### Work to be completed:
Copy out all of the items below, switching "single marker" to "single dot" everywhere it occurs and leaving every other word as it is.

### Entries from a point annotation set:

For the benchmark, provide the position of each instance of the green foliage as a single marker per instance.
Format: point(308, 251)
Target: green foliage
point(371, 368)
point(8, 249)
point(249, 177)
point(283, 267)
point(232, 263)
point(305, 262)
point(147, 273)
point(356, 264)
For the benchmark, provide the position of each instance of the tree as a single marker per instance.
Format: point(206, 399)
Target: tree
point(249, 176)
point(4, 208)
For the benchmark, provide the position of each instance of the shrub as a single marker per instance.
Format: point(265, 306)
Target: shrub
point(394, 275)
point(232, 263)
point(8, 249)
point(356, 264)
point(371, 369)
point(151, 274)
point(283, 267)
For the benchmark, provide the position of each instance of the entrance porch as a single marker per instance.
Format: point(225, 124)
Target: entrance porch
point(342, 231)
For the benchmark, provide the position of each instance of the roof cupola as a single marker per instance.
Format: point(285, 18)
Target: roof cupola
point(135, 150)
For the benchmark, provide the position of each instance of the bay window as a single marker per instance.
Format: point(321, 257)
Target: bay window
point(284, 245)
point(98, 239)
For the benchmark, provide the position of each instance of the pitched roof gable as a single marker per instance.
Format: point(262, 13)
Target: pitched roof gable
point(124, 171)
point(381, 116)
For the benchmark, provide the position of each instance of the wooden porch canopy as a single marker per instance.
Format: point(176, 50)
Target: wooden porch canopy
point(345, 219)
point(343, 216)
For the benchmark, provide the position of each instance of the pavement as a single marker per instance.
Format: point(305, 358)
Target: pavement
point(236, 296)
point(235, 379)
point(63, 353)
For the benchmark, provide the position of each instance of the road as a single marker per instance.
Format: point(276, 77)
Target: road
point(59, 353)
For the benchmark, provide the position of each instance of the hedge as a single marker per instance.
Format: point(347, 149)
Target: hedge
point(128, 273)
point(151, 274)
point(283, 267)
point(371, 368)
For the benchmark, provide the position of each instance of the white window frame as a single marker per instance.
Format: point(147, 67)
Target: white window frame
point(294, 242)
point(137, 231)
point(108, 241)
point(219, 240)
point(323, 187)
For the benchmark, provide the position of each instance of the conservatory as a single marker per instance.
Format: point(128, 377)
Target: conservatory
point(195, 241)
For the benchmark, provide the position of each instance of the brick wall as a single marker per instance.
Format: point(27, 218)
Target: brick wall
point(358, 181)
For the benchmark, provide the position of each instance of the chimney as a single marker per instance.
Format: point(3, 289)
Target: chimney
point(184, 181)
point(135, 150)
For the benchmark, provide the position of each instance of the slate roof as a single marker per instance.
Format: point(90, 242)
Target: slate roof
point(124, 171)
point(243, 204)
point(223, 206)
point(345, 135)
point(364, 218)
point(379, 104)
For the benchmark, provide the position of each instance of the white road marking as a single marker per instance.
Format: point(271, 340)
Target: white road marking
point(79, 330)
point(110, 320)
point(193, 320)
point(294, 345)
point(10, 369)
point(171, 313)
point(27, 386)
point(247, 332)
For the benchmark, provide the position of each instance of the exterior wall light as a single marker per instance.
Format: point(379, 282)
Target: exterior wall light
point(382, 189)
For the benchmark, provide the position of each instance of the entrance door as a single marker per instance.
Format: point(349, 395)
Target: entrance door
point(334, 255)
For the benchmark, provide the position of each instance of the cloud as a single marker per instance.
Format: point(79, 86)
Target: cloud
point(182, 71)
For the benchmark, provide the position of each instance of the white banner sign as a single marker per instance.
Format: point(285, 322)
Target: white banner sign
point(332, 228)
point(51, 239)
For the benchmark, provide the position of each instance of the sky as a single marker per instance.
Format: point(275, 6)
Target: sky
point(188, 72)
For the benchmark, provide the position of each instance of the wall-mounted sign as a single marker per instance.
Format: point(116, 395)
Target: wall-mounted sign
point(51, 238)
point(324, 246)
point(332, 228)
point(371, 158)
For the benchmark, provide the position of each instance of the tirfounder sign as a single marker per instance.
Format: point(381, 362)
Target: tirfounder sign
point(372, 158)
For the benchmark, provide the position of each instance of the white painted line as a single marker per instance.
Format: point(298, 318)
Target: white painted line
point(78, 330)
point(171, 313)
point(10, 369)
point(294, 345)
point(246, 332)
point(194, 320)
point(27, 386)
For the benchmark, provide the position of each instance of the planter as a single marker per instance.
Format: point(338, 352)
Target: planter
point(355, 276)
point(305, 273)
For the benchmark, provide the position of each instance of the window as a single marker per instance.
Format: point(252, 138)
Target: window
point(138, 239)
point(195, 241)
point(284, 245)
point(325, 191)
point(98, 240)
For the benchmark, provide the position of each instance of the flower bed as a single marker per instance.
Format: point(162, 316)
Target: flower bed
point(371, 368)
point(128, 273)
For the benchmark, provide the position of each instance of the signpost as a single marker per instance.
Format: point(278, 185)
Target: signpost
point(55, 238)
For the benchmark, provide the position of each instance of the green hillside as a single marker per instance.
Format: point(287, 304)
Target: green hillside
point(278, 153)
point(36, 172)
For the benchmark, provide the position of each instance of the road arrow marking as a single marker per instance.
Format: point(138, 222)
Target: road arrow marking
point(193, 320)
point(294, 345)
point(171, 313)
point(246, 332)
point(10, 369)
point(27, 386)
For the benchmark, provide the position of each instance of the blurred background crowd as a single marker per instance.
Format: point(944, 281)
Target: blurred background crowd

### Full response:
For the benchmark, provide the position of each instance of the green foliage as a single dot per instance.
Format: point(308, 251)
Target: green foliage
point(371, 368)
point(8, 249)
point(249, 177)
point(283, 267)
point(232, 263)
point(305, 262)
point(147, 273)
point(356, 264)
For the benchmark, provide the position of each instance of the tree as a single dot per instance.
Format: point(206, 399)
Target: tree
point(249, 176)
point(4, 208)
For the benchmark, provide the position of each instance of the shrub as a single dot per instance.
Format: point(265, 306)
Target: shrub
point(394, 275)
point(232, 263)
point(8, 249)
point(356, 264)
point(371, 369)
point(151, 274)
point(283, 267)
For the benchmark, provide the position of each instance of the entrance porch as a single dot per instance.
Format: point(225, 124)
Target: entrance porch
point(342, 231)
For the benchmark, provide the position of each instance of the roof cupola as a single dot per instance.
Format: point(285, 18)
Target: roof cupola
point(135, 150)
For the benchmark, provide the position of each instance of the bay window as a single dot per instance.
Format: point(321, 257)
Target: bay window
point(284, 245)
point(98, 239)
For the benchmark, provide the position of each instance of the pitched roof gable as a single dot per instance.
Format: point(262, 13)
Target: pitched roof gable
point(124, 171)
point(381, 116)
For the benchmark, provide the position of each instance of the wooden porch canopy as a single dot per instance.
Format: point(176, 50)
Target: wooden porch canopy
point(345, 219)
point(343, 216)
For the benchmark, provide the position of each instance of the pavement as a single dot per instance.
Format: point(305, 358)
Target: pavement
point(236, 296)
point(235, 379)
point(63, 353)
For the benchmark, provide the position of each instance of the road as a single dot per instance.
Format: point(276, 77)
Target: road
point(59, 353)
For the benchmark, provide the position of each instance of the hedge as a single dot per instance.
Format: point(347, 149)
Target: hedge
point(128, 273)
point(151, 274)
point(283, 267)
point(371, 368)
For the benchmark, provide the position of each instance of the white window frame as a single dot per instance.
Format: point(147, 67)
Target: white window frame
point(294, 242)
point(137, 231)
point(108, 241)
point(219, 240)
point(323, 187)
For the benchmark, provide the position of each instance of the conservatory as a single dot per instance.
Format: point(128, 377)
Target: conservatory
point(195, 241)
For the benchmark, provide the position of each instance of the brick wall as a single dot per instance.
Format: point(27, 218)
Target: brick wall
point(358, 181)
For the benchmark, provide the position of each instance of the chimney as a single dot per instance.
Format: point(3, 289)
Target: chimney
point(184, 181)
point(135, 150)
For the benchmark, provide the position of each instance of the slate roof as a single dot per instance.
Format: point(90, 242)
Target: slate roof
point(124, 171)
point(243, 204)
point(223, 206)
point(345, 135)
point(364, 218)
point(379, 104)
For the benchmark, provide the position of each instance of the white road marking as a single dot per instance.
Format: point(271, 340)
Target: white road marking
point(79, 330)
point(110, 320)
point(193, 320)
point(294, 345)
point(10, 369)
point(171, 313)
point(27, 386)
point(247, 332)
For the benchmark, provide the position of each instance of the exterior wall light as a single dot per instance.
Format: point(379, 282)
Target: exterior wall light
point(382, 189)
For the benchmark, provide the position of each instance of the entrance door as a single dot per instance.
Format: point(349, 395)
Target: entrance door
point(334, 255)
For the benchmark, provide the position of each instance of the cloud as a single dot per instance.
Format: point(79, 86)
Target: cloud
point(182, 71)
For the benchmark, provide the position of each instance of the white banner sign as a single dot per instance.
Format: point(285, 322)
Target: white banner sign
point(332, 228)
point(51, 239)
For the benchmark, provide the position of each instance of the sky as a single dot per instance.
Format: point(275, 6)
Target: sky
point(188, 72)
For the benchmark, provide the position of each instance of the wall-mounted sign as a single dot per instance.
Format: point(116, 395)
Target: wall-mounted sign
point(51, 238)
point(324, 246)
point(332, 228)
point(371, 158)
For the benchmark, provide the position of each instance of the tirfounder sign as a single dot per instance.
Format: point(381, 362)
Target: tirfounder sign
point(372, 158)
For the benchmark, provide the position of each instance of the white painted line as a single dot per instance.
Format: point(298, 318)
Target: white painted line
point(78, 330)
point(171, 313)
point(10, 369)
point(294, 345)
point(246, 332)
point(194, 320)
point(27, 386)
For the benchmark, provide the position of each instance of the planter as a single dot per instance.
Format: point(338, 352)
Target: planter
point(355, 276)
point(305, 273)
For the benchmark, provide the position of each instance of the window as a single dot per instance.
Format: point(252, 138)
Target: window
point(138, 239)
point(195, 241)
point(284, 245)
point(325, 191)
point(98, 240)
For the benchmark, provide the position of each instance of the flower bed as a single dot per instance.
Format: point(162, 316)
Target: flower bed
point(371, 368)
point(128, 273)
For the benchmark, provide the position of each instance of the signpost as a single dot per instance.
Format: point(278, 185)
Target: signpost
point(55, 238)
For the benchmark, provide the position of each instance of the green hillside as a single dot per instance.
Format: point(287, 304)
Target: green hillside
point(278, 153)
point(36, 172)
For the benchmark, provide the position of each instance of the road arrow marking as a single dot per instance.
Format: point(138, 222)
Target: road arrow marking
point(193, 320)
point(294, 345)
point(171, 313)
point(246, 332)
point(10, 369)
point(27, 386)
For the benchmark, provide the position of each instance of the blurred background crowd as a single dot per instance.
Format: point(944, 281)
Target: blurred background crowd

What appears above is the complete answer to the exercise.